Given data section start

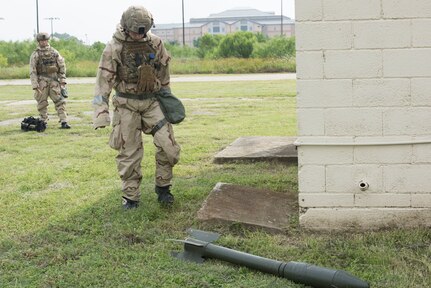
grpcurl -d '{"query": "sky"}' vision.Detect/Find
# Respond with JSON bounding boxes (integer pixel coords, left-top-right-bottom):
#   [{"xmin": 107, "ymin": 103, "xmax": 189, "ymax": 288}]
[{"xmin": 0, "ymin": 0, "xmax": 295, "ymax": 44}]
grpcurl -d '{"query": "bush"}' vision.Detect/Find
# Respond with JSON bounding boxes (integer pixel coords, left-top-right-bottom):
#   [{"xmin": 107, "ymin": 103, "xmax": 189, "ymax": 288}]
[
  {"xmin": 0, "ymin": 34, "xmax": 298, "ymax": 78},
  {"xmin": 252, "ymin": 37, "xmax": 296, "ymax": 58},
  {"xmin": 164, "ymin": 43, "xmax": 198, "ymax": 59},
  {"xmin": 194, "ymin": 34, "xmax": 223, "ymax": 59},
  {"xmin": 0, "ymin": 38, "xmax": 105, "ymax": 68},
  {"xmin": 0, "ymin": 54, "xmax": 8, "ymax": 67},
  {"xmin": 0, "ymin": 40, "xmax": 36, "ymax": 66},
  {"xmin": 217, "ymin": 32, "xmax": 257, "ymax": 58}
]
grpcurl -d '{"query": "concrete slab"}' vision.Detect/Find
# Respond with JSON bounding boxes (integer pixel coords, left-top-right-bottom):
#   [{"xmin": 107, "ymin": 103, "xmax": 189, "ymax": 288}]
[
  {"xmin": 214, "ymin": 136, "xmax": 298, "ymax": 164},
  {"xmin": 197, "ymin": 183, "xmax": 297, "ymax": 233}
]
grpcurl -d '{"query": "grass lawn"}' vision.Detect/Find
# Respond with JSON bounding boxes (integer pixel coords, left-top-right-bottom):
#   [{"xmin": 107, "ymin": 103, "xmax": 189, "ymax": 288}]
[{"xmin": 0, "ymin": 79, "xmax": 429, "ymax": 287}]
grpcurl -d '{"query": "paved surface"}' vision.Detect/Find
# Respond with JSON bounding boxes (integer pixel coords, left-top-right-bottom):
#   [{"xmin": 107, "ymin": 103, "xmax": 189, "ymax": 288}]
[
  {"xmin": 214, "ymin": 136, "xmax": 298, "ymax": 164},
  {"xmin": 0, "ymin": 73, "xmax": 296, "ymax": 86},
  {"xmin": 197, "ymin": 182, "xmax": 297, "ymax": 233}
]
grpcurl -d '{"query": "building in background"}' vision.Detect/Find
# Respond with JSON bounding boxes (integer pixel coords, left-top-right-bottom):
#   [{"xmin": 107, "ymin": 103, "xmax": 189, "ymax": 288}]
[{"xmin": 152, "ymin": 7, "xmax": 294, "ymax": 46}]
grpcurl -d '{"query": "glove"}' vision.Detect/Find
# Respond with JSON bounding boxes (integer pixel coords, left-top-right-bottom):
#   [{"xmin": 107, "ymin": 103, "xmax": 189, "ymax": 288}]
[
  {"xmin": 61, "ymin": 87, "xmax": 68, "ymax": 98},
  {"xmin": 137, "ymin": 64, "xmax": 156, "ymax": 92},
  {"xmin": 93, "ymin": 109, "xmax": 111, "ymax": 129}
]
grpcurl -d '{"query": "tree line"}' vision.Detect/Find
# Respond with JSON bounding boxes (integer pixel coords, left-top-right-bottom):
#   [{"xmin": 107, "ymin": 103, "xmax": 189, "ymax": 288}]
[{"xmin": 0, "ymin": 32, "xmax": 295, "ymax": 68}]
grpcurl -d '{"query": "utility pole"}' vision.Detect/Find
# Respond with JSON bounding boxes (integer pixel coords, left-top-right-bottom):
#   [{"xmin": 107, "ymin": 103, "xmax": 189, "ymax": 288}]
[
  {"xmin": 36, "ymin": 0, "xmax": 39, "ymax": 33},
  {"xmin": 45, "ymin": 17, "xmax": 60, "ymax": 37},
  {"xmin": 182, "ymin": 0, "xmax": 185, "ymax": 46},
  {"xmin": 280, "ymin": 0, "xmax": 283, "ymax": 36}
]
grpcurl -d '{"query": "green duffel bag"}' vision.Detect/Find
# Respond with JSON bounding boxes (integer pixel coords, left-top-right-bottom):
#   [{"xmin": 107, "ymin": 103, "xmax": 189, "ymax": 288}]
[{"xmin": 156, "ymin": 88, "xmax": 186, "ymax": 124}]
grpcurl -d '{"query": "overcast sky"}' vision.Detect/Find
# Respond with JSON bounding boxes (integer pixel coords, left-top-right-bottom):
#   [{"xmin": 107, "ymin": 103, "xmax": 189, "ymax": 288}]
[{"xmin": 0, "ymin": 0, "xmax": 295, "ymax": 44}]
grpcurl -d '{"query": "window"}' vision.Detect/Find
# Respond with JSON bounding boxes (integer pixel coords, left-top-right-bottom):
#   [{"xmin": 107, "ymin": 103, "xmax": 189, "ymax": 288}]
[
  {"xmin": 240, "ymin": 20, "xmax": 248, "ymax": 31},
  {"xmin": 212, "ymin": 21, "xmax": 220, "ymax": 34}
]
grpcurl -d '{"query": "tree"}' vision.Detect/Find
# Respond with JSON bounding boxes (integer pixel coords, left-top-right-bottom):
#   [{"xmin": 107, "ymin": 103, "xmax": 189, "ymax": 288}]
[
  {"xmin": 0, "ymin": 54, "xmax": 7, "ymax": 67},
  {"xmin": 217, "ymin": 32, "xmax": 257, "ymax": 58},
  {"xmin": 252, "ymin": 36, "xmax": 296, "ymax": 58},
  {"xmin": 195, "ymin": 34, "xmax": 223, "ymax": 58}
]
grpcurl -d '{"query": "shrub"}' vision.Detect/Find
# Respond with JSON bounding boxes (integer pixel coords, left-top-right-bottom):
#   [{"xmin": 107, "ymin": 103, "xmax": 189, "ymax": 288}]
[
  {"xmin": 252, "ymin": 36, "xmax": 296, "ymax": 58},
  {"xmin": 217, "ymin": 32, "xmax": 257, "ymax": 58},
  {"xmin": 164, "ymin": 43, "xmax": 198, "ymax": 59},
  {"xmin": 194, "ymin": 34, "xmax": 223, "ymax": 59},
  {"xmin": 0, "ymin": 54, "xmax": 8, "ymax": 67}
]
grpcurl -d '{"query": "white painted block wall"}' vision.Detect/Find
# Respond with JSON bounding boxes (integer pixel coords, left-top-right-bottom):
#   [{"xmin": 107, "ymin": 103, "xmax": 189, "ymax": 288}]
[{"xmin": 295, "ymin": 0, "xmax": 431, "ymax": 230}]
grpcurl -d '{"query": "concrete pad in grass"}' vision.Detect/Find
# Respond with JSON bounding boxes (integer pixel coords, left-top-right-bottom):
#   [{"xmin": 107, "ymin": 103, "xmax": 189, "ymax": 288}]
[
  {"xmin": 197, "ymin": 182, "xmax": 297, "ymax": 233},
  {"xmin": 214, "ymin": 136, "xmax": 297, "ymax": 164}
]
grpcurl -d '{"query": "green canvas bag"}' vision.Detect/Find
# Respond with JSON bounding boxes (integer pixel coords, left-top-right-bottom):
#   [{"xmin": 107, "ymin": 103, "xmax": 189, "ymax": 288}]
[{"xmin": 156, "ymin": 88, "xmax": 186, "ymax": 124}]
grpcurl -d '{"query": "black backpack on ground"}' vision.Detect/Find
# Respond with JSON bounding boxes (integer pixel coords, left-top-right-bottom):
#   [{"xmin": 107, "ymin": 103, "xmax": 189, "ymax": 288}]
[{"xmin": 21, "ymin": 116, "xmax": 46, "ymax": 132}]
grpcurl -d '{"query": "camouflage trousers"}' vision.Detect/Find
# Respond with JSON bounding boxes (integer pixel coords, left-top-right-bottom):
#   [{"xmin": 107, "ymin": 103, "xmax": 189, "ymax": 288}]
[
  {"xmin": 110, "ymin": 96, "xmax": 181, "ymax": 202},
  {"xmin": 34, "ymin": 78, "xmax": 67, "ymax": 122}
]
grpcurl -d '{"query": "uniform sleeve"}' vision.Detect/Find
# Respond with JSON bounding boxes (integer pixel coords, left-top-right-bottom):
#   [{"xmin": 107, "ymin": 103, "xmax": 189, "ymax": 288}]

Given data section end

* _What is needed_:
Your answer should consist of each line above in which "concrete" appears.

* _Answer to this problem_:
grpcurl -d '{"query": "concrete slab"}' vision.Detect/Find
grpcurl -d '{"query": "concrete pad in grass"}' vision.Detect/Find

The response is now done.